[Start GIVEN PASSAGE]

A quirky and stylish action platformer with a potentially brilliant combat system, sadly undercut by fussy and restrictive design.

When is a stealth game not a stealth game? When it explicitly tells you it is not a stealth game, but then goes on to punish you harshly for not being stealthy enough. That's the frustrating contradiction at the heart of indie ninja game Ronin, and it's one that unfortunately detracts from an otherwise nicely designed game with some ingenious gameplay ideas.

You're playing as a very modern sort of ninja, wielding a sword but clad in motorbike leathers and helmet, and your goal is to execute five targets who have wronged you in some terrible yet unexplained way. First you must infiltrate buildings and hack computers to track down the next target, then you must battle your way through their guards to deliver the killing blow.

Gameplay is openly and unapologetically lifted from 2013's super-spy gem Gunpoint, but it's OK since that game's developer, Tom Francis, has given his blessing for others to riff on his design. That means that in Ronin, as in Gunpoint, you spring and cling your way around each level, using the mouse to aim your leaps, bursting through windows, scaling walls and dropping on enemies.

Each of the five targets offers three stages, for a total of 15 levels. Tough as it is, you can finish the game in a weekend.

The difference is that whereas Gunpoint offered a deep hacking system, which allowed you to connect in-game objects electronically, Ronin innovates in combat instead. Despite having a move set that lends itself to sneaking, the game conspires to constantly put you in situations where you cannot help but be spotted by multiple guards. This triggers a turn-based fighting system that sounds like madness but is actually rather ingenious.

[End GIVEN PASSAGE]
[Start RECORD SET]

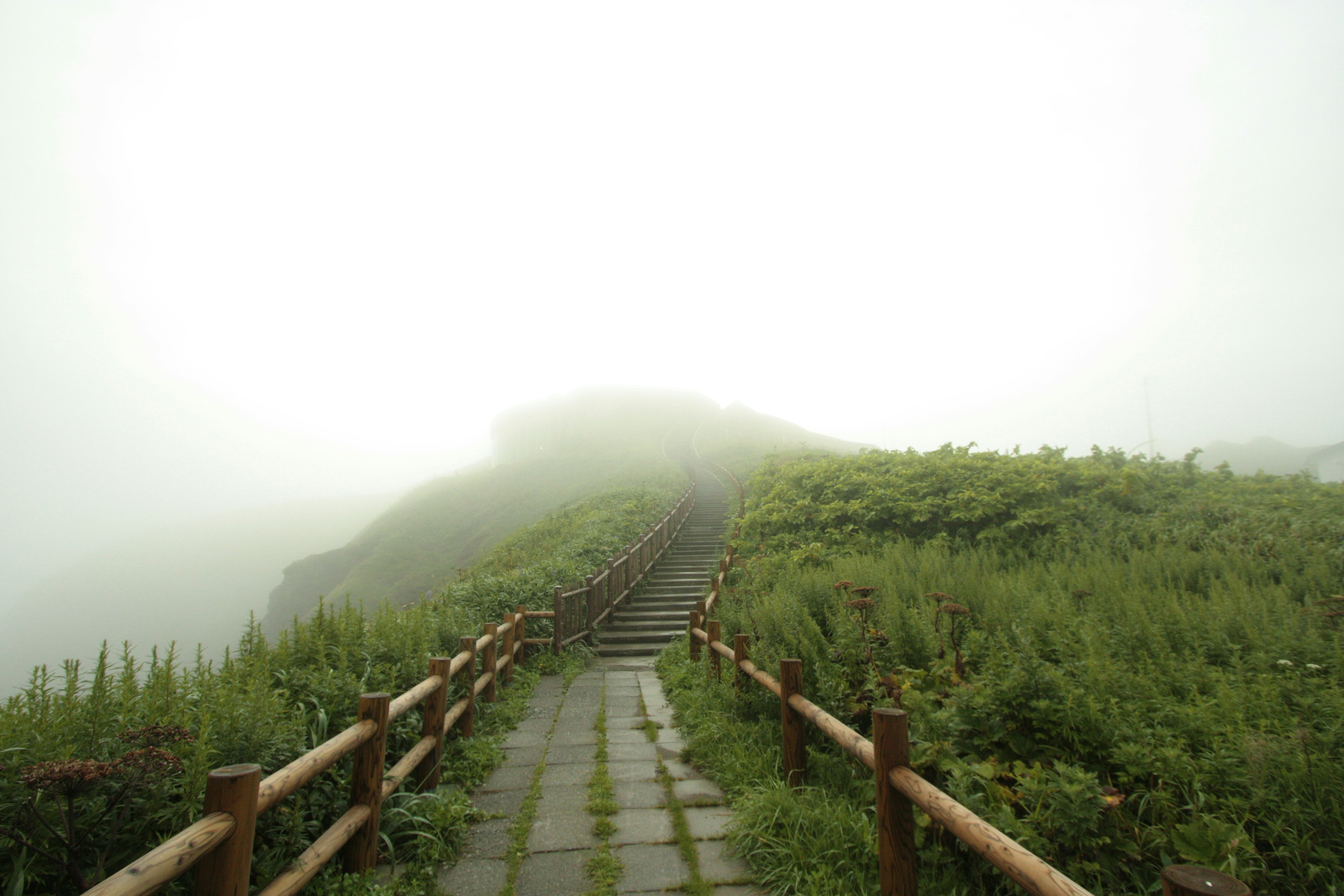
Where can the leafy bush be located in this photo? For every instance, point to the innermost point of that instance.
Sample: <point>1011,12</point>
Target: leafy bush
<point>269,703</point>
<point>1150,668</point>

[End RECORD SET]

__REQUIRED TASKS__
#1 Summarize the Ronin review above in two sentences.
#2 According to the Ronin review, how many levels does the game have in total?

__RESPONSES BY TASK__
#1 Ronin is an indie action platformer in which a modern ninja in motorbike leathers infiltrates buildings, hacks computers and fights through guards to kill five targets, moving in leaps borrowed, with its developer's blessing, from Gunpoint. Its turn-based combat, triggered when guards spot the player, is ingenious, but the game punishes players for not being stealthy even though it says it is not a stealth game.

#2 Ronin has 15 levels, three stages for each of the five targets.